● The task
Each line from the one holding "rough mask: <svg" to the last line below must be written out exactly, with no other output.
------------------------------------
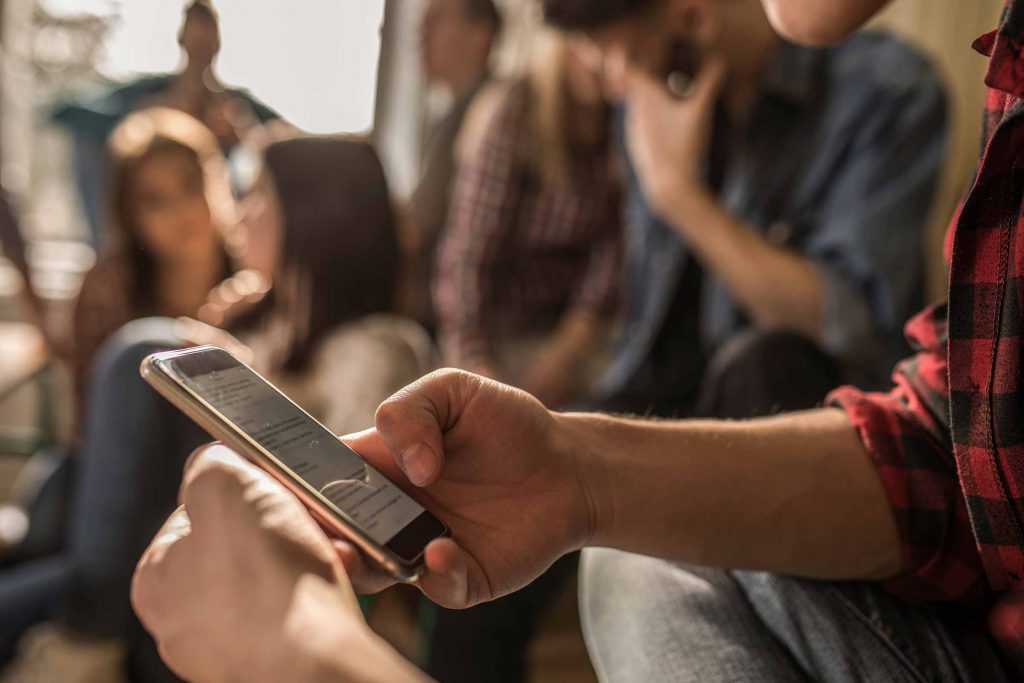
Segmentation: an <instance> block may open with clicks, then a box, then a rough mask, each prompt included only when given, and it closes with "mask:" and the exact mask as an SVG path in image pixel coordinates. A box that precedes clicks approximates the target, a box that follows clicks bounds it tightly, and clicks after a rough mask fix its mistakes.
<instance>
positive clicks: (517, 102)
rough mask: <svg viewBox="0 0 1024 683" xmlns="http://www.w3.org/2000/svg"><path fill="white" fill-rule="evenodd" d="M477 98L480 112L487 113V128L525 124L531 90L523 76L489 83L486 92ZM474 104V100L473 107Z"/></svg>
mask: <svg viewBox="0 0 1024 683" xmlns="http://www.w3.org/2000/svg"><path fill="white" fill-rule="evenodd" d="M483 94H484V93H483V92H481V93H480V95H483ZM477 98H478V100H479V101H480V105H479V106H480V110H481V113H486V114H488V115H489V116H487V117H486V119H487V123H488V124H489V125H488V127H489V128H492V129H498V128H500V127H506V128H510V127H511V128H512V129H515V130H517V129H520V128H524V127H525V126H526V123H527V117H528V113H529V108H530V101H531V99H532V90H531V88H530V85H529V81H528V80H526V79H525V78H519V79H516V80H514V81H511V82H507V83H504V82H501V83H495V84H493V85H489V86H487V94H486V95H485V96H484V97H483V98H482V99H479V95H478V96H477ZM476 106H477V105H476V103H475V102H474V109H475V108H476Z"/></svg>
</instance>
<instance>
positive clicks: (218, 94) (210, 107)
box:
------------------------------------
● Output for this task
rough mask: <svg viewBox="0 0 1024 683" xmlns="http://www.w3.org/2000/svg"><path fill="white" fill-rule="evenodd" d="M477 98L480 112L487 113V128L525 124L531 90L523 76L489 83L486 92ZM474 104V100L473 107Z"/></svg>
mask: <svg viewBox="0 0 1024 683" xmlns="http://www.w3.org/2000/svg"><path fill="white" fill-rule="evenodd" d="M483 94H484V93H483V92H481V93H480V95H483ZM477 98H478V100H479V101H480V105H479V106H480V110H481V113H486V114H488V115H489V116H487V117H486V119H487V123H488V124H489V125H488V127H489V128H492V129H498V128H500V127H506V128H510V127H511V128H512V129H515V130H517V129H520V128H524V127H525V126H526V123H527V117H528V113H529V108H530V101H531V99H532V90H531V88H530V85H529V81H528V80H526V79H525V78H519V79H516V80H514V81H511V82H507V83H504V82H501V83H495V84H493V85H489V86H487V94H486V95H485V96H484V97H483V98H482V99H479V95H478V96H477ZM476 106H477V105H476V103H475V102H474V109H475V108H476Z"/></svg>
</instance>
<instance>
positive clicks: (218, 94) (210, 107)
box:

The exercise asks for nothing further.